◆ Exercise data
• • • • •

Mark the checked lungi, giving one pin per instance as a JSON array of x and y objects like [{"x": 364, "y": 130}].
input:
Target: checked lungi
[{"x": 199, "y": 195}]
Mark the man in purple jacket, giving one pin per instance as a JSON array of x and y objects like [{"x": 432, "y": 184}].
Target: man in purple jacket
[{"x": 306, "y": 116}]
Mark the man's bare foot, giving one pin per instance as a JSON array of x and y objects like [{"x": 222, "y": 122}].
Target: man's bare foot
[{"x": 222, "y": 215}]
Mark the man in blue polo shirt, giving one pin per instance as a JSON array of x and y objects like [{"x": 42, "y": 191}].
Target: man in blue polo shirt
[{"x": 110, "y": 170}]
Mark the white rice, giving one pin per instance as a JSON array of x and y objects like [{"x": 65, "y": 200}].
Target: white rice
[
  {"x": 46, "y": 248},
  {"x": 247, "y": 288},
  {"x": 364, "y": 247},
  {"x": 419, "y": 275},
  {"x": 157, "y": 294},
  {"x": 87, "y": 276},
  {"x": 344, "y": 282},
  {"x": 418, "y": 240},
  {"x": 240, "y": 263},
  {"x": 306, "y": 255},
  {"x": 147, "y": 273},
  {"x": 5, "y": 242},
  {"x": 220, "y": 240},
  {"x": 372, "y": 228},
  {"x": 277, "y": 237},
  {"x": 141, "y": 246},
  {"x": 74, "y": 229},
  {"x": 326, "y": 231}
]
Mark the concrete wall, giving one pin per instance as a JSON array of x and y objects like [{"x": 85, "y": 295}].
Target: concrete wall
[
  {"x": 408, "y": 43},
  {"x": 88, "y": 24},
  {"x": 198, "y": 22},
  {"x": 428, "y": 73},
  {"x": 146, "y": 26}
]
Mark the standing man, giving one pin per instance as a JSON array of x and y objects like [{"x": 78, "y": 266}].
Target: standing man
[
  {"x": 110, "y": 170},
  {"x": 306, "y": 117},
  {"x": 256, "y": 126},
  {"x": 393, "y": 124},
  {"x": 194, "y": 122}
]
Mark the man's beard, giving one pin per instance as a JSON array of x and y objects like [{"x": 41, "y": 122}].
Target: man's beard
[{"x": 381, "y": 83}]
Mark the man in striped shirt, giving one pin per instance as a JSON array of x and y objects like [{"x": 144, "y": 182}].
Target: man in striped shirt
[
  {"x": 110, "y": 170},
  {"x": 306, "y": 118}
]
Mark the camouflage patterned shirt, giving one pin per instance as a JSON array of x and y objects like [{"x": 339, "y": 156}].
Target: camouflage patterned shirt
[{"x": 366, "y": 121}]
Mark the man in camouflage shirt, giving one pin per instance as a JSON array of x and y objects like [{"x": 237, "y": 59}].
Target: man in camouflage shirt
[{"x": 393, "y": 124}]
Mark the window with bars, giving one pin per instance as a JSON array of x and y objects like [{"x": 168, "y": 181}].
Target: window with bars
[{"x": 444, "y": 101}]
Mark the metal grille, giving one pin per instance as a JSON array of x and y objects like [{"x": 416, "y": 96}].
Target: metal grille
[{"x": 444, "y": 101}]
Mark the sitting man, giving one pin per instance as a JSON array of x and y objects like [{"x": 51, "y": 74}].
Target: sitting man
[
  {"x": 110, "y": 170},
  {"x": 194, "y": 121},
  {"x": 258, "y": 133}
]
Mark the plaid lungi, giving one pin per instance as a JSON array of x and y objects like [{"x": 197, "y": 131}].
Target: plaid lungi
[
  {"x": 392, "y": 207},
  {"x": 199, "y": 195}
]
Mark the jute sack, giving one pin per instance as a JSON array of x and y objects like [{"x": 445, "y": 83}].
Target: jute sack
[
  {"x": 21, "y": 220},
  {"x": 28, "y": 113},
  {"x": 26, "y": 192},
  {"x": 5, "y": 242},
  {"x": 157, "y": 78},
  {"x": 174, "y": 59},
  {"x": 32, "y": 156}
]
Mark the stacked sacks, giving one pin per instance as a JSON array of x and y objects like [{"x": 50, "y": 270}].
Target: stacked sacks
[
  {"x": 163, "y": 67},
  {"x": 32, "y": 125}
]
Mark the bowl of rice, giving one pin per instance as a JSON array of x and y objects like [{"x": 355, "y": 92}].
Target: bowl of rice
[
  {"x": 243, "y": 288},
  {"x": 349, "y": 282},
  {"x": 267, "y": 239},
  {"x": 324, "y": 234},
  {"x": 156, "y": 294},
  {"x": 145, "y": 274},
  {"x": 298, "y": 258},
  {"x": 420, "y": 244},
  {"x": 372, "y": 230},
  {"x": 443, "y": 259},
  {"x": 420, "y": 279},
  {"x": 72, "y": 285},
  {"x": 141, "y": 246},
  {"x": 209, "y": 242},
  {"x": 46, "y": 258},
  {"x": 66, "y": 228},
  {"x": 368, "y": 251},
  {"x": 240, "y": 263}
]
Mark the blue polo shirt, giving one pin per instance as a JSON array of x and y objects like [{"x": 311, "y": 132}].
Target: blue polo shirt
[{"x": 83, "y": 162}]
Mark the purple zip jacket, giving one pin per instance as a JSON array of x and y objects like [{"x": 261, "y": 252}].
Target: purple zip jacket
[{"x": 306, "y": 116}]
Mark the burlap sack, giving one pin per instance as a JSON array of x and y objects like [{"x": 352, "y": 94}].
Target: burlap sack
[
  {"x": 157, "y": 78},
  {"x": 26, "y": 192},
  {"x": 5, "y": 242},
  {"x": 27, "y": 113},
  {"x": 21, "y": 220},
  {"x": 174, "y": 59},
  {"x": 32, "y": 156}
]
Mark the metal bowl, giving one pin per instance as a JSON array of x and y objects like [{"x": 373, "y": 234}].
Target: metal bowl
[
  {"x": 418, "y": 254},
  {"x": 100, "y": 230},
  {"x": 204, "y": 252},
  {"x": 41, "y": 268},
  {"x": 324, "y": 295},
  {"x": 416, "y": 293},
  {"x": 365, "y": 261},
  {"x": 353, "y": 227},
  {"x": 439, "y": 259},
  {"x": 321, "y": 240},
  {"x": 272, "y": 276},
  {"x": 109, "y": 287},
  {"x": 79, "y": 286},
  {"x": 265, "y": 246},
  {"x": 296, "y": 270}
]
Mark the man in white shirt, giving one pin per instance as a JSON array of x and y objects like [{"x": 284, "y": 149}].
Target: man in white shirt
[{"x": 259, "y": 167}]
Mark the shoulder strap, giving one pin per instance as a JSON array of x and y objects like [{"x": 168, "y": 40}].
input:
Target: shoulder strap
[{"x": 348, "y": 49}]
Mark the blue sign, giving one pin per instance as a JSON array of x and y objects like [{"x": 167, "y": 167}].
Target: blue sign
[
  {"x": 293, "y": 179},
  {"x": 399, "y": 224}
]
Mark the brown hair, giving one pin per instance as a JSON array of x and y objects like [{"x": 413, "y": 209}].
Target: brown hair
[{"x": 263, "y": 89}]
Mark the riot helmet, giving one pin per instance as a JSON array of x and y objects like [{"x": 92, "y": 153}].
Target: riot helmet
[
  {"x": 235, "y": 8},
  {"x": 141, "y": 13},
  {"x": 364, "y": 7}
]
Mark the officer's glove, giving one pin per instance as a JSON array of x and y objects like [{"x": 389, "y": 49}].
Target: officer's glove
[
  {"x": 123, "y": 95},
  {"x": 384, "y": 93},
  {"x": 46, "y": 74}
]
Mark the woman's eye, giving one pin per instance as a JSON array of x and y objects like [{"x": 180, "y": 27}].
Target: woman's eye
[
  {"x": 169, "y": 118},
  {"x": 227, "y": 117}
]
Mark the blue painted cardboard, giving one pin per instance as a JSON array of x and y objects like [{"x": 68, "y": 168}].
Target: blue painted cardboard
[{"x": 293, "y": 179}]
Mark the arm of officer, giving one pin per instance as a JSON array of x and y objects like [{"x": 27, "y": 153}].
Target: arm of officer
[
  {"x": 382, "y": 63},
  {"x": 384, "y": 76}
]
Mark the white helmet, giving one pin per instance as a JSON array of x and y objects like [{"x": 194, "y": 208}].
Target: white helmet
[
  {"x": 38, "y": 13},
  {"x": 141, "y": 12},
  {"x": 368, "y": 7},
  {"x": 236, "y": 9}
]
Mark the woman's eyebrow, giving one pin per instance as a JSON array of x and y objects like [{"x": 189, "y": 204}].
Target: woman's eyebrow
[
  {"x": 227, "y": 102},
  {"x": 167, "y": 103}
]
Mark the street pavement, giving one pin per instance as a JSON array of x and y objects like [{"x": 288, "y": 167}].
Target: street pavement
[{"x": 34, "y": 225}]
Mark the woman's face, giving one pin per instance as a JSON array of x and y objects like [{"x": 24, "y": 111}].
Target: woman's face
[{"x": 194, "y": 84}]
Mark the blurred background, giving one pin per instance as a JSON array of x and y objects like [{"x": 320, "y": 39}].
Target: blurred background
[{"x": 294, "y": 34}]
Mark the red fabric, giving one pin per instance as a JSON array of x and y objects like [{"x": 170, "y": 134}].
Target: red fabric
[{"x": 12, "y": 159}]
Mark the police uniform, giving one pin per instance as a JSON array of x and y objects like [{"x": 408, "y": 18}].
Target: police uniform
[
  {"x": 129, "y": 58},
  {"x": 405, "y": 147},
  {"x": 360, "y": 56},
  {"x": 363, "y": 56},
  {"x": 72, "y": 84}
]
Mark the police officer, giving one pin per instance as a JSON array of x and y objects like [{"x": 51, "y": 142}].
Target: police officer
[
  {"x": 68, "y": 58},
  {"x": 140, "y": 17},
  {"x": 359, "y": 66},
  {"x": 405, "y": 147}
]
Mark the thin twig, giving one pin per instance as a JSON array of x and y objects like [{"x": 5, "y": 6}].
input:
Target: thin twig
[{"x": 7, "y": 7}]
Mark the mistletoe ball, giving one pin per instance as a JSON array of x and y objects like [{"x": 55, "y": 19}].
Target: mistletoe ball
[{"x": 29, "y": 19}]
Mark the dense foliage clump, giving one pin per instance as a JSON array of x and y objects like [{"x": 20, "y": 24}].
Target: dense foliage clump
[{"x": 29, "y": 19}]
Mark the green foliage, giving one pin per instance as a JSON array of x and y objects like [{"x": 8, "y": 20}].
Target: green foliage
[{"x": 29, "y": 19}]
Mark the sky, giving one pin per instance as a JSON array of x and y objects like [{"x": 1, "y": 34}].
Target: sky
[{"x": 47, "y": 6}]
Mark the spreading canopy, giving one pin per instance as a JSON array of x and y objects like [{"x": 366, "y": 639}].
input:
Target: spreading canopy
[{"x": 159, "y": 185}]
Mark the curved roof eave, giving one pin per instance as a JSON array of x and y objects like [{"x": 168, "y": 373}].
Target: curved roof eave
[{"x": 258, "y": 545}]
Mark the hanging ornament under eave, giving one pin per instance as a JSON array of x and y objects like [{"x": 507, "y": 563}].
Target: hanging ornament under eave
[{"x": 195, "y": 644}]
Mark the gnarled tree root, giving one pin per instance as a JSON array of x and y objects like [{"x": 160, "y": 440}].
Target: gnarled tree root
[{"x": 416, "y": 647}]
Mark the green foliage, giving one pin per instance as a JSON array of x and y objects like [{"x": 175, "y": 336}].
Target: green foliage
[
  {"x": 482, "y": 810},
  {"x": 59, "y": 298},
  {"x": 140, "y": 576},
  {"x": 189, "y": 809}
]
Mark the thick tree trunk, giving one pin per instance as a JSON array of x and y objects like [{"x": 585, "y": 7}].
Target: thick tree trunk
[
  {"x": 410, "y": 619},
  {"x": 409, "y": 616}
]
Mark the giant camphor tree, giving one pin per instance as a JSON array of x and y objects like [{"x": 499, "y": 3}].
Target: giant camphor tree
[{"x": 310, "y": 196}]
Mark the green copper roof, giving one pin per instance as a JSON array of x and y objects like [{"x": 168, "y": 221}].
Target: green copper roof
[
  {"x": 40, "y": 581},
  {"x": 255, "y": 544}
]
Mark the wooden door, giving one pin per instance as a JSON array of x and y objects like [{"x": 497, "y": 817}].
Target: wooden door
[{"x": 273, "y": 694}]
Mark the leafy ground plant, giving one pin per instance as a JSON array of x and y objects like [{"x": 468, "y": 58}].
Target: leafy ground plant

• • • • •

◆ The exercise
Reproduce the records word for word, starting at the line that contains "Mark the wooden" and continuing through the last line of the records.

◆ Answer below
Mark the wooden door, giving one pin per instance as a JSON array of x and y objects like [{"x": 497, "y": 817}].
Target: wooden door
[{"x": 273, "y": 694}]
Mark the leafy ground plant, giving one pin per instance as a JSON array of x and y objects like [{"x": 468, "y": 58}].
Target: leafy ground plant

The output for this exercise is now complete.